◆ **What is needed**: Output everything from the start of the entries down to the line containing "box: [277, 500, 1226, 883]", both ends included, copying each line exactly and adding nothing else.

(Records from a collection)
◆ ◆ ◆ ◆ ◆

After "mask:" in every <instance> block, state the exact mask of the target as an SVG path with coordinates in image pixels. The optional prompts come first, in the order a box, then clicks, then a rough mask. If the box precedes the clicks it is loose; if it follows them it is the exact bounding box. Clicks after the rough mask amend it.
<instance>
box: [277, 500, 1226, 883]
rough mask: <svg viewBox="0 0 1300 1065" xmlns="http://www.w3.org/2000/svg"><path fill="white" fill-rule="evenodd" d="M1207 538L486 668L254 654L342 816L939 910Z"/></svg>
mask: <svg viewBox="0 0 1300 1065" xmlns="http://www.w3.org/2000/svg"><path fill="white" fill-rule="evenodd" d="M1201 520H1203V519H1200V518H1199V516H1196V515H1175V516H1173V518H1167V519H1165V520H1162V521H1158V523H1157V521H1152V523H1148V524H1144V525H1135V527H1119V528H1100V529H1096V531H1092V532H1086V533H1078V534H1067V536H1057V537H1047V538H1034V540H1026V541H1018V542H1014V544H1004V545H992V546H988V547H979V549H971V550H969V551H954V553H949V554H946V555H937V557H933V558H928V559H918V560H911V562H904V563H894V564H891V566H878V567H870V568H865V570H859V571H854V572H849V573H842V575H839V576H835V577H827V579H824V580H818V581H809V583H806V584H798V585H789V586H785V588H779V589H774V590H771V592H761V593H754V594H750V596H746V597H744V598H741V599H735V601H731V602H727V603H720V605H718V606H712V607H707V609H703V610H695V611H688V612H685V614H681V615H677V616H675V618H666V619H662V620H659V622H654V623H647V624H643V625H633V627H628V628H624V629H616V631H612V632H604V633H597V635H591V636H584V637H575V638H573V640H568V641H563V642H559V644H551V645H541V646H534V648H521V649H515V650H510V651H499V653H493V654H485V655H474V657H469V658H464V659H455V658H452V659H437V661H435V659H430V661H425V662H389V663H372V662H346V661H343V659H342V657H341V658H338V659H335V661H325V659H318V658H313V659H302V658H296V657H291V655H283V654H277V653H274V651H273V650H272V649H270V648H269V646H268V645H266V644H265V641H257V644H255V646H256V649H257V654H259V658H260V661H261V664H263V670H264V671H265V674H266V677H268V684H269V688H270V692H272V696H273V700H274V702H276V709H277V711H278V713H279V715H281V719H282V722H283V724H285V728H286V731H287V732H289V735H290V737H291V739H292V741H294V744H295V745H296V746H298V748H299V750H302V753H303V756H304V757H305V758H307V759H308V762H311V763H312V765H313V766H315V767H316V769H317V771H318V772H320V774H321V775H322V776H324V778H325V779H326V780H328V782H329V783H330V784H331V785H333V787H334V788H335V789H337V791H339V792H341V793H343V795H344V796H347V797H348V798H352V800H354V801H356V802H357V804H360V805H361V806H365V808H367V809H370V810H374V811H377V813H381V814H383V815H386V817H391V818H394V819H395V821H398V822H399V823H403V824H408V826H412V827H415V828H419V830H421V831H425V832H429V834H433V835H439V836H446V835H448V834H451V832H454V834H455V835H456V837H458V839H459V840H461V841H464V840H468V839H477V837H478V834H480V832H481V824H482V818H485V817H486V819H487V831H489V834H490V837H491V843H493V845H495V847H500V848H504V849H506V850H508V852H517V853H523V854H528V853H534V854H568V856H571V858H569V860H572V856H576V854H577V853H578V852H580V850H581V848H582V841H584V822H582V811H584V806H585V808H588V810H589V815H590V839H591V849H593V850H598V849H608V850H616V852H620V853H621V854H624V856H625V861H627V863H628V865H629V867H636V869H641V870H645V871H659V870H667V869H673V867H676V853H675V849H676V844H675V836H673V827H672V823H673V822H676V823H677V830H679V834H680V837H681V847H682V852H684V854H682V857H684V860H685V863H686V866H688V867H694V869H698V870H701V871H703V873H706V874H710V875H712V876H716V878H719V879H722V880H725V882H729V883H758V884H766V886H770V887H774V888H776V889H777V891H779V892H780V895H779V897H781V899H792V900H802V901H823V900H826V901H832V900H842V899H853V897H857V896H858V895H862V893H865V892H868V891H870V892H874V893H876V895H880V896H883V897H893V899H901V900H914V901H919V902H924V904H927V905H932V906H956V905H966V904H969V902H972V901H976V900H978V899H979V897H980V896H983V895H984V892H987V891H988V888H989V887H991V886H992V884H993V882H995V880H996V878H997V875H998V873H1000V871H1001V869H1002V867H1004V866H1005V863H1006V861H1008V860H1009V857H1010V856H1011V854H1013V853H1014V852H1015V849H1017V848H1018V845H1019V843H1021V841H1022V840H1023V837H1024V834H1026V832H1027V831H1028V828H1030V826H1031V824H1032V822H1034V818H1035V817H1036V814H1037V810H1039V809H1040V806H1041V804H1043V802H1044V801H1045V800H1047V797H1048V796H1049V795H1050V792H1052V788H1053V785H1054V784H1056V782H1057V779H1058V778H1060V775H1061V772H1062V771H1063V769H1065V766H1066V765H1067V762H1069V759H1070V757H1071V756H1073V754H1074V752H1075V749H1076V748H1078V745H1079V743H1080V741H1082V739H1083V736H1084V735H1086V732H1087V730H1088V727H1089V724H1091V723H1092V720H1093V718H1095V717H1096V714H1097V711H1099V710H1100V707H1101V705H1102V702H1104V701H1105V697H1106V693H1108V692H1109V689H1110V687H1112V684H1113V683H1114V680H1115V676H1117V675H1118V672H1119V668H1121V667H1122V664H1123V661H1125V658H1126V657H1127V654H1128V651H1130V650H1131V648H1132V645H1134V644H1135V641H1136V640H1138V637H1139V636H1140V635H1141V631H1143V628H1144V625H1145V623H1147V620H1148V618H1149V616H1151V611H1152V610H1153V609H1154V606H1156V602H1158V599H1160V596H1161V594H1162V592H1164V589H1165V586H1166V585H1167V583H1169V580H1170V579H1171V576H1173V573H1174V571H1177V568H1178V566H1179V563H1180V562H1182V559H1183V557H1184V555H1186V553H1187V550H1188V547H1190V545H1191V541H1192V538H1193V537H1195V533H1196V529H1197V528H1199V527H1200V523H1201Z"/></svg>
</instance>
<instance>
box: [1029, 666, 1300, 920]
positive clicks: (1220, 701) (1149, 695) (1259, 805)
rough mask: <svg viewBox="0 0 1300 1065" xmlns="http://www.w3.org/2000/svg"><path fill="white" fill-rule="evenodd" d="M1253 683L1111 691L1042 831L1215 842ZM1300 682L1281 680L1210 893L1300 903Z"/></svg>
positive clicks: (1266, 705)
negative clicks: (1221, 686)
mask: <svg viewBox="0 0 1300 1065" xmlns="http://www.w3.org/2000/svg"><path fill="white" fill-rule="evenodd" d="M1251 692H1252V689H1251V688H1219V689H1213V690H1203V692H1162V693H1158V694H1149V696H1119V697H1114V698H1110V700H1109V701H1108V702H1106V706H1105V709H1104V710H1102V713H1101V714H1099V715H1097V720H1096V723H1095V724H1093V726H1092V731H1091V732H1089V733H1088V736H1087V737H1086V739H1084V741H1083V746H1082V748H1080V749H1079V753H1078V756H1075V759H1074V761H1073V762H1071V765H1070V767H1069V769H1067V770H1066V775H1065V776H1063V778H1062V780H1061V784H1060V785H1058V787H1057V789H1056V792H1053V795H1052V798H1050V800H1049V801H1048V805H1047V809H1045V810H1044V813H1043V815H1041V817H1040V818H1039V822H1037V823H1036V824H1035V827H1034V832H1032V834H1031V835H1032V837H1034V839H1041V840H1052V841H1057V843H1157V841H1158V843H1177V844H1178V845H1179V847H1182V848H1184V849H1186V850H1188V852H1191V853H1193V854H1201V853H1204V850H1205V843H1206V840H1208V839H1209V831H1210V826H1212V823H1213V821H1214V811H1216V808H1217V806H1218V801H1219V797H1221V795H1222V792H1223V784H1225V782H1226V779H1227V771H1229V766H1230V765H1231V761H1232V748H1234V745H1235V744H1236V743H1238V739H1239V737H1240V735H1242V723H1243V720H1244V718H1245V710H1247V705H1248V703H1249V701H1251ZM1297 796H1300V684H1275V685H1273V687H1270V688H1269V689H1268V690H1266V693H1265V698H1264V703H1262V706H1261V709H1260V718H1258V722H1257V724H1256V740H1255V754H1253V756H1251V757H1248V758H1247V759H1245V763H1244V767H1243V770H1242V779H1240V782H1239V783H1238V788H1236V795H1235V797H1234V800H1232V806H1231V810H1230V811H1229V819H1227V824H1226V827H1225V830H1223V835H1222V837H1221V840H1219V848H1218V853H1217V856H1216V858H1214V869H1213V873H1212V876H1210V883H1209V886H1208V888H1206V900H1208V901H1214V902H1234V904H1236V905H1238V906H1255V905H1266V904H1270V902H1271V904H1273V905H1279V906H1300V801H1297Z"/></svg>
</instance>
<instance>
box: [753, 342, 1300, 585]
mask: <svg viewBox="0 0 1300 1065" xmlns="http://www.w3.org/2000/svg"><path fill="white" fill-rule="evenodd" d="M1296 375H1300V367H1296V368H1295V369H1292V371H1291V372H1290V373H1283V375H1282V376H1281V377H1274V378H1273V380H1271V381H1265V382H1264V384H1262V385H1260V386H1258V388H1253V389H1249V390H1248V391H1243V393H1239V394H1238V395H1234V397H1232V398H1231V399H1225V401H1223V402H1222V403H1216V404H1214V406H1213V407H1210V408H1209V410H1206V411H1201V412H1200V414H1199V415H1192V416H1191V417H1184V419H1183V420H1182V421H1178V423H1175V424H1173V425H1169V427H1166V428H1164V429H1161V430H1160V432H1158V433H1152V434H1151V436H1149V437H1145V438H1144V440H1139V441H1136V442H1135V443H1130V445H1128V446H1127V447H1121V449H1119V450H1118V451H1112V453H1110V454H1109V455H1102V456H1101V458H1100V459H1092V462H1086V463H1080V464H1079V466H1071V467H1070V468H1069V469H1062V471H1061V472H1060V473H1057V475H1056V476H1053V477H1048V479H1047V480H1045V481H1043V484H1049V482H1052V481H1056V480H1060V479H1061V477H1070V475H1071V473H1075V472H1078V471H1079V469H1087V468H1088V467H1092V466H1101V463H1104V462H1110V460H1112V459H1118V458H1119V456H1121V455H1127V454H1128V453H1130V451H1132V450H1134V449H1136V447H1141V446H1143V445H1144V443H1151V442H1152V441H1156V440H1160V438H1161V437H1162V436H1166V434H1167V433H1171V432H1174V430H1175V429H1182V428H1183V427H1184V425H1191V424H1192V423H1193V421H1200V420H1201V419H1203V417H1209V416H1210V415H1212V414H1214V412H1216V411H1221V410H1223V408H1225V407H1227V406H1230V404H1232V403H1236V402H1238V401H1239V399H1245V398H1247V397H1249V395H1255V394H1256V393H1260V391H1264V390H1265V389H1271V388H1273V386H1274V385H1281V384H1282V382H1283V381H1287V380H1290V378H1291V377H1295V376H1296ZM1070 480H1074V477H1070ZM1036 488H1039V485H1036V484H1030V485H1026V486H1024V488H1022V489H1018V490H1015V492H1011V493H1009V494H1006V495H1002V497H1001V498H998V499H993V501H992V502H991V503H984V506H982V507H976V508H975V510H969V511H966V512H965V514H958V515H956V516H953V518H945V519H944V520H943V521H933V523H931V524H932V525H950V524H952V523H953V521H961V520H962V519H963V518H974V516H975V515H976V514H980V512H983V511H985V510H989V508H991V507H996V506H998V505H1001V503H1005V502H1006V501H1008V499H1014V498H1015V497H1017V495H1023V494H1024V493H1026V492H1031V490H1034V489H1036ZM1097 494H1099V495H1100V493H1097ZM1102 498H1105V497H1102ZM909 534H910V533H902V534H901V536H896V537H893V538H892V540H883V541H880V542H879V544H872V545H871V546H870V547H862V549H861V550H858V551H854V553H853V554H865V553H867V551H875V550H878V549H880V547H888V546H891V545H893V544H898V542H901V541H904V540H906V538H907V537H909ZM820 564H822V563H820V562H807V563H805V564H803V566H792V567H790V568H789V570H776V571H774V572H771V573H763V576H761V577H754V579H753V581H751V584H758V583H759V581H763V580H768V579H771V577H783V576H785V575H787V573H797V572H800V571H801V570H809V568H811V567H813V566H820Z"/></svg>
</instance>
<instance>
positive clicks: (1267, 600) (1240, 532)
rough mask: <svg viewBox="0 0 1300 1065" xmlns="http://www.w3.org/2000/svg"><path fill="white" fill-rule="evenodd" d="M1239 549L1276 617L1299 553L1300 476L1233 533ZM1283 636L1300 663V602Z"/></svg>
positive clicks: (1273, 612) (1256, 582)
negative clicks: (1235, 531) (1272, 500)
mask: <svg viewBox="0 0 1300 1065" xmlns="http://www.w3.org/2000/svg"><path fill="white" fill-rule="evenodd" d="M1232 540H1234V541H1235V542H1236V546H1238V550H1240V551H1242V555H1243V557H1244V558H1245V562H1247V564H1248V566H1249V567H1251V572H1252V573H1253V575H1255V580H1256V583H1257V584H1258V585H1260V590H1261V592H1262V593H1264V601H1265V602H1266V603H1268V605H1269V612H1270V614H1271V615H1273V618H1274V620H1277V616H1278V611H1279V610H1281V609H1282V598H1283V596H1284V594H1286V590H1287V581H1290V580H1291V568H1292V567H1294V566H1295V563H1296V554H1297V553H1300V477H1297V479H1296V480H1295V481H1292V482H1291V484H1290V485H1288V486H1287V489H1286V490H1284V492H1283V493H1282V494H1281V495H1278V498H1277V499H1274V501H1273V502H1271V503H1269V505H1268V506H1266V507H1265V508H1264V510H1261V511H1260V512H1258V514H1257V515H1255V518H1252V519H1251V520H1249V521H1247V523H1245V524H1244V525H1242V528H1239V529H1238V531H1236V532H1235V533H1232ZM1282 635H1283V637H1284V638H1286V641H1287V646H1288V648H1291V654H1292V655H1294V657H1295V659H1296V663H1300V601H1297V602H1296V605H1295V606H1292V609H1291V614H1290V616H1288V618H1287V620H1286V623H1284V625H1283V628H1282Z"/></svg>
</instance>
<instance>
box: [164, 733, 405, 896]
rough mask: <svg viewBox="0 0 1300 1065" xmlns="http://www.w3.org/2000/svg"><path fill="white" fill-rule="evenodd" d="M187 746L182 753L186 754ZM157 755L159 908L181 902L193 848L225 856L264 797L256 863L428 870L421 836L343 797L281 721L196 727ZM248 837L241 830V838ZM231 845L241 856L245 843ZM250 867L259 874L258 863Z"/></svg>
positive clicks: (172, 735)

◆ ◆ ◆ ◆ ◆

◆ **Solution for this exercise**:
After "mask:" in every <instance> block, state the exact mask of the target as an SVG path with coordinates in image pixels. The optional prompts come first, in the order a box, then clicks, then a rough mask. If the box precedes the clicks it is loose; if it follows them it is the exact bounding box. Clicks after the rough mask amend it.
<instance>
box: [277, 500, 1226, 883]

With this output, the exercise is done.